— Given passage —
────────
# Designing Operational Amplifier Oscillator Circuits for Precision Resistive and Capacitive Sensor Applications

The design of RC operational amplifier oscillators requires the
use of a formal design procedure. In general, the design equations
for these oscillators are not available; therefore, it is necessary
to derive the design equations symbolically to select the RC
components and to determine the influence of each component on the
frequency of oscillation. This article describes a design procedure
for two different variable oscillator circuits that you can use in
precision capacitive-sensor applications. These two oscillators
have an output frequency proportional to the product of two
capacitors (C1 *C2 ) and the ratio of two capacitors
(C1 /C2 ).

Transducer System

Many different circuits are available to accurately measure
capacitive sensors. The design choices include switched capacitor
circuits, analog multivibrators, AC bridges, digital logic ICs, and
RC operational amplifier oscillators. The requirements for a
precision sensor circuit include high accuracy, reliable start-up,
good long-term stability, low sensitivity to stray capacitance, and
a minimal component count. State-variable RC operational amplifier
oscillators meet all of these requirements and form the basis for
this study.
────────
[Entries drawn from a collection]

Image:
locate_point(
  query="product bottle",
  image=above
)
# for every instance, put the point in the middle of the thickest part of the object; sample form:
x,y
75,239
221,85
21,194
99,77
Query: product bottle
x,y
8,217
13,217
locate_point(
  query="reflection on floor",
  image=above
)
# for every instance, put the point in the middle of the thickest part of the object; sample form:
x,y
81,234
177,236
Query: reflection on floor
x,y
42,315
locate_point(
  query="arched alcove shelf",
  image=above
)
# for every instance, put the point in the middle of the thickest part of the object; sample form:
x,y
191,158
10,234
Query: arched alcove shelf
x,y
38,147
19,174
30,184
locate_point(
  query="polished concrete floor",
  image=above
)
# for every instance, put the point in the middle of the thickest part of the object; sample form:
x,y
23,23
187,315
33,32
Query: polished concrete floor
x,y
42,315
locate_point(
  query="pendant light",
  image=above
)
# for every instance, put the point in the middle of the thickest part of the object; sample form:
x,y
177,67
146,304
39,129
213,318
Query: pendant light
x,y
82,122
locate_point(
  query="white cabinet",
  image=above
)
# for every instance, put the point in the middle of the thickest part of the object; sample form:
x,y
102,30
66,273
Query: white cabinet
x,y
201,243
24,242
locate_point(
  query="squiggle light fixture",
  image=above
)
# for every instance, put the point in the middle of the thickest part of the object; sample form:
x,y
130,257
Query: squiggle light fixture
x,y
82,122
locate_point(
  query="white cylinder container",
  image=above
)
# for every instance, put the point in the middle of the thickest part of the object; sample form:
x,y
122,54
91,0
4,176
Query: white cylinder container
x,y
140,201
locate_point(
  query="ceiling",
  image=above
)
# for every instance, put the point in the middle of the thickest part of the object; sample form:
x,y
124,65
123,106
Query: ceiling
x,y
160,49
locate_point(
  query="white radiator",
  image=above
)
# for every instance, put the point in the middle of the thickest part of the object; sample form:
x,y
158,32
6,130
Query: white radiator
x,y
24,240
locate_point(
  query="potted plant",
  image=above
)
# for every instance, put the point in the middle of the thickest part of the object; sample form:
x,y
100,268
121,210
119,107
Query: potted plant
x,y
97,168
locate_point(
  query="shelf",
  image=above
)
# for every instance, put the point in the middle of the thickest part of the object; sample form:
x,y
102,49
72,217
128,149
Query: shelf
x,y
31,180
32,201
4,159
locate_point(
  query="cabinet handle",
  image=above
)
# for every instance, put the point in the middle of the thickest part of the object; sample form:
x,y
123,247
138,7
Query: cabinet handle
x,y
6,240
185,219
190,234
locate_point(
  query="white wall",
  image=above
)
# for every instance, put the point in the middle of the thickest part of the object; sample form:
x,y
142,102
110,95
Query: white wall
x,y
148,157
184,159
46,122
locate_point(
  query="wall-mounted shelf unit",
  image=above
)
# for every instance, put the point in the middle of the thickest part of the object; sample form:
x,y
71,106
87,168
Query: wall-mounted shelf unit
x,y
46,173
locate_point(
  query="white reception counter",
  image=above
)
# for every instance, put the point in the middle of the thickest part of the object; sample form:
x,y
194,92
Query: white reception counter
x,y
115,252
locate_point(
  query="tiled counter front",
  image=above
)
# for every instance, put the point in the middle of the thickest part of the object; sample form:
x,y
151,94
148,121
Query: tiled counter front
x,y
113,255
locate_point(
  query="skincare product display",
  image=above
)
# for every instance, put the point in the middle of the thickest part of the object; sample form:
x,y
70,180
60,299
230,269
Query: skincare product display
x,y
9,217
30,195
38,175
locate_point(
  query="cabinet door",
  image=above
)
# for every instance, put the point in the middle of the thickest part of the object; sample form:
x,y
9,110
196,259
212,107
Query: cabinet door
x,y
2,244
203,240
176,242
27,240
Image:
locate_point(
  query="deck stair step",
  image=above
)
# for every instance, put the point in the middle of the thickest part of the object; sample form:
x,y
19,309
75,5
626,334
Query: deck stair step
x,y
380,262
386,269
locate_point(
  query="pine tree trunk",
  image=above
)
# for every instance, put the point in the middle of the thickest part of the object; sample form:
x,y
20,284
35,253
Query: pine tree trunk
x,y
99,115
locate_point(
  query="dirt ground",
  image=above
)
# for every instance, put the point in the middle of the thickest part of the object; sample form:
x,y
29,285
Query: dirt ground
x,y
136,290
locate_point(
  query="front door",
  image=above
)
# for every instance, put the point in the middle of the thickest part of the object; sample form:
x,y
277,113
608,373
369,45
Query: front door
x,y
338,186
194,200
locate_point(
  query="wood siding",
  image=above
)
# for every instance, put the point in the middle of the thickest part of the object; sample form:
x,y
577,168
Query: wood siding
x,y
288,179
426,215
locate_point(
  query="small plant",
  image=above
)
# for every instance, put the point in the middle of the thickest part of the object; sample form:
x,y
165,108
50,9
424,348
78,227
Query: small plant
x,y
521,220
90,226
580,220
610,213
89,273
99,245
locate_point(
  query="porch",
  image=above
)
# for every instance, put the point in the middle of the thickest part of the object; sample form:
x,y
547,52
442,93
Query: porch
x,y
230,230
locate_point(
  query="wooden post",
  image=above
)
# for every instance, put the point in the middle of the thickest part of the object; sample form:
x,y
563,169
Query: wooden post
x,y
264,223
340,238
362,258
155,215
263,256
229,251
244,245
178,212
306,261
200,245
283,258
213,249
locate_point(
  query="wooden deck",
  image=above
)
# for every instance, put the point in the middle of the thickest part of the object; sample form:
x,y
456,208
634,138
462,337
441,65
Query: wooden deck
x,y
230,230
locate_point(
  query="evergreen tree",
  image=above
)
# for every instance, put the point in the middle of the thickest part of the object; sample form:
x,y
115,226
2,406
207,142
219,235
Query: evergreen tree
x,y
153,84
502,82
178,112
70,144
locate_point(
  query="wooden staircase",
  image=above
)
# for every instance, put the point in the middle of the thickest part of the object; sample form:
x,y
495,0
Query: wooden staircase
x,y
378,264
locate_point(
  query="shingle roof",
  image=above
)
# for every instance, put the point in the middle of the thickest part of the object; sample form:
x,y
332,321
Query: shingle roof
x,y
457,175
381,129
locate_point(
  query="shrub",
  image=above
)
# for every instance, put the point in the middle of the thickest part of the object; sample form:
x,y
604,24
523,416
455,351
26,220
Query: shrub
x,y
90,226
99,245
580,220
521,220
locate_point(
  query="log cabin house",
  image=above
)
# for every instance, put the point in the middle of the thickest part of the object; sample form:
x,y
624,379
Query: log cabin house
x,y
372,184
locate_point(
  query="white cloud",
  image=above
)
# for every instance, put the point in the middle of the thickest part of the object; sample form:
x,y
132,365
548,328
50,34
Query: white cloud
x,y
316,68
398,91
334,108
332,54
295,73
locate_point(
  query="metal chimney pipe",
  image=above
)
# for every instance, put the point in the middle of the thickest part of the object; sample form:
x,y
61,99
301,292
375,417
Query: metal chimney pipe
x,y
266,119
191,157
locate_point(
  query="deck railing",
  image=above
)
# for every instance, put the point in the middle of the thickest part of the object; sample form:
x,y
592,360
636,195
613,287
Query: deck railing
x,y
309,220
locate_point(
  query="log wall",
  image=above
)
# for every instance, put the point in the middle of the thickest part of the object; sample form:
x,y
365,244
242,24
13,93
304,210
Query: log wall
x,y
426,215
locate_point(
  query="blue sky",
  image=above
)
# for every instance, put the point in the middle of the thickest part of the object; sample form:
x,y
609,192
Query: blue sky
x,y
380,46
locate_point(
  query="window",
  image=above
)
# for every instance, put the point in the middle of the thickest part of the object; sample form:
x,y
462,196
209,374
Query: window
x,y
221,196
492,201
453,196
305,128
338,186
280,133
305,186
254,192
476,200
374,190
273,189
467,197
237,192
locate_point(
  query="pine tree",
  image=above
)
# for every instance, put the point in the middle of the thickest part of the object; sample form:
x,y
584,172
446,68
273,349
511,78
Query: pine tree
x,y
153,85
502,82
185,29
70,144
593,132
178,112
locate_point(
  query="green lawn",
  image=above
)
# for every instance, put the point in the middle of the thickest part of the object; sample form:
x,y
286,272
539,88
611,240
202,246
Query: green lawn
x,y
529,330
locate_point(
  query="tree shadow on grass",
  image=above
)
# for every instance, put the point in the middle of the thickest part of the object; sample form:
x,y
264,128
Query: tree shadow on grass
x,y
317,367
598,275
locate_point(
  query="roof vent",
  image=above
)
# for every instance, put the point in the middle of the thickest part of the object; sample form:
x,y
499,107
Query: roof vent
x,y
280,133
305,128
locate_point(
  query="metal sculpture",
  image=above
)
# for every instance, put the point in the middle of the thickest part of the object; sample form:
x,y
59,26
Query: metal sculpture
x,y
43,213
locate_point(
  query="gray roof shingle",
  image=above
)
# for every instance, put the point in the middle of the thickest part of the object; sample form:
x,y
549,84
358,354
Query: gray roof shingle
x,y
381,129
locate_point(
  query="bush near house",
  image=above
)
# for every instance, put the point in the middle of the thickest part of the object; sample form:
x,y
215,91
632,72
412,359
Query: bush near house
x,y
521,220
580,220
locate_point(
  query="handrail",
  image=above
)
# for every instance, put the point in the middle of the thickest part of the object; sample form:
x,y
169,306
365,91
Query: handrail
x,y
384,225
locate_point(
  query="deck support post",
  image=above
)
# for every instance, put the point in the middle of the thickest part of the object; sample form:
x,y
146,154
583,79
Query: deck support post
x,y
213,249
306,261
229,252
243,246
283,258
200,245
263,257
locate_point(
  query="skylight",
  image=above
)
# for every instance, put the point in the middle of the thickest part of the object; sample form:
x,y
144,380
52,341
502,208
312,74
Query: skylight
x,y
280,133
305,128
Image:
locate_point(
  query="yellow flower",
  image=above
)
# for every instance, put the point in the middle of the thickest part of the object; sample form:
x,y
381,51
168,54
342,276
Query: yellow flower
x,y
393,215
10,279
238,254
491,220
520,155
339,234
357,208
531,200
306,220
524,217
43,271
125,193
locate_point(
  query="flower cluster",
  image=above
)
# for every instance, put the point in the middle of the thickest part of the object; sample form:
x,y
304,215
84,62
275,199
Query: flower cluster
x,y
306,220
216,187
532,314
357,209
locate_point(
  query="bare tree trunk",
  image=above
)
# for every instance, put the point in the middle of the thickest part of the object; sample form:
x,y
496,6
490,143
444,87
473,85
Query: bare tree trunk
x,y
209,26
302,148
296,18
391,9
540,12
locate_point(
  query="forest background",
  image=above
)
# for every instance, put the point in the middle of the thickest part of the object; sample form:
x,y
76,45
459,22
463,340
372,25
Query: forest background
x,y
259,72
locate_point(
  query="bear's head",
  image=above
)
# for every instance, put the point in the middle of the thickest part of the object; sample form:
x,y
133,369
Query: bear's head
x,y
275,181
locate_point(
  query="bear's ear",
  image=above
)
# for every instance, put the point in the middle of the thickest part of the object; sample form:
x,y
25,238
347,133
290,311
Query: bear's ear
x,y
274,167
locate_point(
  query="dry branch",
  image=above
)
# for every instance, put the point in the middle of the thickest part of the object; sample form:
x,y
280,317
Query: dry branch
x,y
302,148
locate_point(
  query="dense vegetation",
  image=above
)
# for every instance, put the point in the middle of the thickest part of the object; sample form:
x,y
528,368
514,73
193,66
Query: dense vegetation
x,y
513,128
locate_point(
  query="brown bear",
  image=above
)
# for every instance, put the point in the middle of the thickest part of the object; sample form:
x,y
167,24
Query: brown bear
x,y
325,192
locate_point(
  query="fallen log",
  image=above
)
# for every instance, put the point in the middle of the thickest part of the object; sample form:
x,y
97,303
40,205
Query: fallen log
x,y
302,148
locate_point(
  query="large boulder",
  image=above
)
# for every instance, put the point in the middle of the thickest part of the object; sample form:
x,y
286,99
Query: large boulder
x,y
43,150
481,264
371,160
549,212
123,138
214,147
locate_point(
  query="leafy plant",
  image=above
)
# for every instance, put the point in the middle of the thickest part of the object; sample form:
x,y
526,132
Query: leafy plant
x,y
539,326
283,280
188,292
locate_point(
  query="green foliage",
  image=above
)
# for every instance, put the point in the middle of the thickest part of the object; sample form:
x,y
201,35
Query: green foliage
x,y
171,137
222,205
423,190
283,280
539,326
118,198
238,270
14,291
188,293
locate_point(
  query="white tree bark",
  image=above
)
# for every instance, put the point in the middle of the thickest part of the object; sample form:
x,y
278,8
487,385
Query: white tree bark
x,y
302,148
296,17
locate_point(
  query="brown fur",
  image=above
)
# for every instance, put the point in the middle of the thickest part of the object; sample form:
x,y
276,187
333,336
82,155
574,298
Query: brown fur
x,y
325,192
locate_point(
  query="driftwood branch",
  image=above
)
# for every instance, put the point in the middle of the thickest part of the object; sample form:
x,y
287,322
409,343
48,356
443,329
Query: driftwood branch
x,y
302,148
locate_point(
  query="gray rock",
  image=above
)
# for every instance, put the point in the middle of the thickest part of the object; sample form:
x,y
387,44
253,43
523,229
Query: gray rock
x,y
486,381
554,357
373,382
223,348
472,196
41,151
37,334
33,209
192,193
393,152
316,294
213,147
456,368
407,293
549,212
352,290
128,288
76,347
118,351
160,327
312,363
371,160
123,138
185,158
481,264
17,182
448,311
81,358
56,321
────────
— Task set —
a - According to the passage on op-amp oscillator design, which type of circuit forms the basis for the study?
b - Resume the passage on op-amp oscillator design after its last sentence.
These records come from a separate source.

— Responses by task —
a - State-variable RC operational amplifier oscillators.

b -
A block diagram of a capacitive sensor system is shown in Figure 1. Counting the number of clock pulses in a time window
formed by the square-wave oscillator output of a comparator circuit
gives the oscillation frequency. A digital-logic counter circuit or
the Time Processing Unit (TPU) channel of a microprocessor
implements the counter circuit. Using a curve-fitting routine with
calibration data from the sensor over the operating range can
correct for temperature effects. You can use an analog IC sensor to
monitor the sensor temperature or, for very precise applications,
use a second oscillator with platinum resistive-temperature-device
(RTD) sensors.

It is often important for the sensor system to compute the ratio
of two capacitors. Calculating the ratio of the capacitors reduces
the transducer's sensitivity to dielectric errors from factors such
as temperature. In other cases, such as in airdata quartz P pressure sensors, the desired measurement is
equal to the ratio of two capacitances (CMEAS / CREF ). Furthermore, the dual sensors
are typically designed to double the CMEAS in capacitance, while CREF may vary less than one percent.
Thus, the transducer's accuracy is increased if the electronic
circuitry can directly detect the CMEAS / CREF ratio.

Sensor Applications

RC operational amplifier oscillators can accurately detect both
resistive and capacitive sensors; however, this paper will only
analyze capacitive applications. The three basic configurations of
capacitive sensors and their attributes are shown in Figure 2. The absolute and dual capacitive sensors will be used
with the absolute and ratio state-variable oscillator circuits.
Differential capacitive sensors typically are not used in precision
applications; therefore, they will not be analyzed in this
paper.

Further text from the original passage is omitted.